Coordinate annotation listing
#####
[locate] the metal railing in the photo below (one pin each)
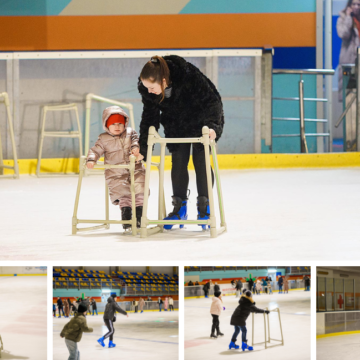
(137, 290)
(302, 134)
(193, 291)
(78, 283)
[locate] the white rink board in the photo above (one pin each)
(23, 317)
(263, 208)
(344, 347)
(295, 319)
(147, 336)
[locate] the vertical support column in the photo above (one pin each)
(303, 147)
(358, 101)
(320, 127)
(328, 65)
(257, 106)
(16, 103)
(9, 90)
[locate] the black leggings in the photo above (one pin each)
(110, 325)
(216, 324)
(180, 174)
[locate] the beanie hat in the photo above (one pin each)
(82, 308)
(115, 119)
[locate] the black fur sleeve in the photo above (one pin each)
(150, 117)
(206, 100)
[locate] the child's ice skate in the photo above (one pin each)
(245, 346)
(203, 210)
(179, 212)
(126, 214)
(101, 342)
(138, 216)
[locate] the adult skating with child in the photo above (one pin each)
(109, 318)
(239, 317)
(215, 311)
(116, 144)
(178, 96)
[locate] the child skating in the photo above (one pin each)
(73, 330)
(215, 311)
(116, 144)
(109, 318)
(238, 320)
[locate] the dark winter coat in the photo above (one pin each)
(194, 103)
(112, 307)
(242, 312)
(75, 327)
(238, 285)
(60, 304)
(206, 286)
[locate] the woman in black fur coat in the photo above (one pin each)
(177, 95)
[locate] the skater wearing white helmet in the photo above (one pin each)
(215, 311)
(238, 319)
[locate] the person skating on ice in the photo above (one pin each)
(116, 145)
(177, 95)
(215, 311)
(109, 318)
(73, 330)
(239, 317)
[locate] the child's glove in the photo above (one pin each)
(90, 164)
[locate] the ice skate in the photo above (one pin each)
(138, 216)
(203, 210)
(179, 212)
(101, 342)
(126, 214)
(245, 346)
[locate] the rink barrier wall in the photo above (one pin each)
(23, 274)
(338, 334)
(226, 162)
(233, 294)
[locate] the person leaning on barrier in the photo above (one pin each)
(239, 317)
(348, 29)
(177, 95)
(116, 144)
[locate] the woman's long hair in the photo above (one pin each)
(156, 70)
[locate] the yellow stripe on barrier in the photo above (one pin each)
(226, 162)
(338, 334)
(23, 274)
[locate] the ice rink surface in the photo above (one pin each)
(147, 336)
(344, 347)
(23, 314)
(265, 209)
(295, 320)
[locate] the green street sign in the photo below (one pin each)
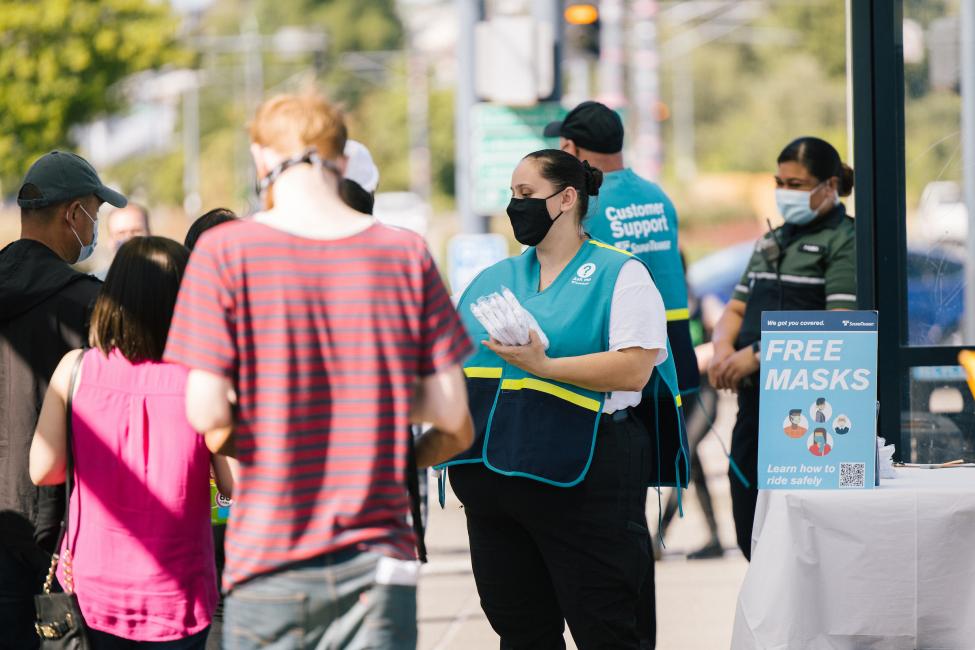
(501, 137)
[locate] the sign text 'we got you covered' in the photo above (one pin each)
(818, 405)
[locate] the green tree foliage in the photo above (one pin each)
(58, 62)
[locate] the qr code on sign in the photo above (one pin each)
(851, 474)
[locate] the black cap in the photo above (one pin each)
(592, 126)
(62, 176)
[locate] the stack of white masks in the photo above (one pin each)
(885, 456)
(505, 319)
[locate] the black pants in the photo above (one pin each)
(744, 451)
(544, 555)
(216, 625)
(22, 572)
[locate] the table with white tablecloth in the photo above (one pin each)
(891, 568)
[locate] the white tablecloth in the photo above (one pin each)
(891, 568)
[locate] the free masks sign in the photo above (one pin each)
(817, 411)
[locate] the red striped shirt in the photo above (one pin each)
(323, 340)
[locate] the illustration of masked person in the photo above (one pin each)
(820, 445)
(820, 414)
(795, 429)
(842, 425)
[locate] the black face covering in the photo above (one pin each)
(530, 219)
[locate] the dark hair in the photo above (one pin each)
(206, 221)
(356, 197)
(565, 170)
(135, 305)
(821, 160)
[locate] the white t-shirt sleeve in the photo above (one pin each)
(637, 317)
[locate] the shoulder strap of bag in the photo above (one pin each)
(68, 475)
(69, 449)
(413, 488)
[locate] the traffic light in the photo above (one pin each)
(581, 30)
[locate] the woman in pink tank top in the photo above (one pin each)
(141, 548)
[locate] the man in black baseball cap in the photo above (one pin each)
(636, 215)
(44, 309)
(590, 126)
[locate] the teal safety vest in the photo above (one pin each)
(538, 428)
(635, 215)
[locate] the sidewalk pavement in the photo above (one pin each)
(695, 599)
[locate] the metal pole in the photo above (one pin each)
(468, 12)
(191, 150)
(684, 134)
(646, 89)
(611, 53)
(548, 11)
(968, 157)
(849, 86)
(418, 113)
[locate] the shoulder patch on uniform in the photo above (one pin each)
(596, 242)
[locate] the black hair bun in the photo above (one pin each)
(594, 178)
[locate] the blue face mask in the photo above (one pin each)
(794, 205)
(86, 249)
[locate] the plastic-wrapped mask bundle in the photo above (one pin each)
(505, 319)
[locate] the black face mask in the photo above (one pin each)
(530, 219)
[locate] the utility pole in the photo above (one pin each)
(646, 89)
(418, 119)
(683, 105)
(968, 158)
(612, 54)
(469, 12)
(191, 148)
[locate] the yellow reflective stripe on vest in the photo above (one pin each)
(545, 387)
(483, 373)
(612, 248)
(678, 314)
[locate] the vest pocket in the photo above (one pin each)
(481, 393)
(542, 435)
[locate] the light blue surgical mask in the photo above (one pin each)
(86, 249)
(794, 205)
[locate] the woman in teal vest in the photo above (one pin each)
(554, 487)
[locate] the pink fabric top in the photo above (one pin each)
(140, 511)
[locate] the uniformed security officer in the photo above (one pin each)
(806, 264)
(554, 487)
(636, 215)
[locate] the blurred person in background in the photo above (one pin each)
(205, 222)
(700, 415)
(218, 508)
(141, 561)
(124, 224)
(808, 263)
(44, 310)
(636, 216)
(315, 335)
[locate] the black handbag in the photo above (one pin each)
(60, 624)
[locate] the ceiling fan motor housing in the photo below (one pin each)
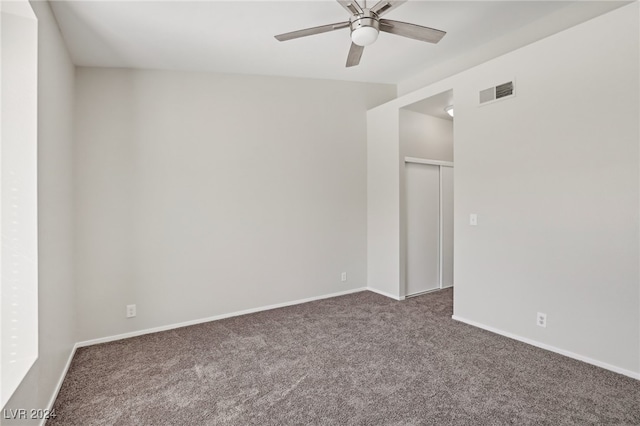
#####
* [AIM]: Pull out every line of the listing above that contains the word "blue", and copy each of those lines unchanged.

* [SOLUTION FOR THIS EXERCISE]:
[locate] the blue face mask in the photo above (one pin each)
[locate] the light blue surgical mask in the photo above (one pin each)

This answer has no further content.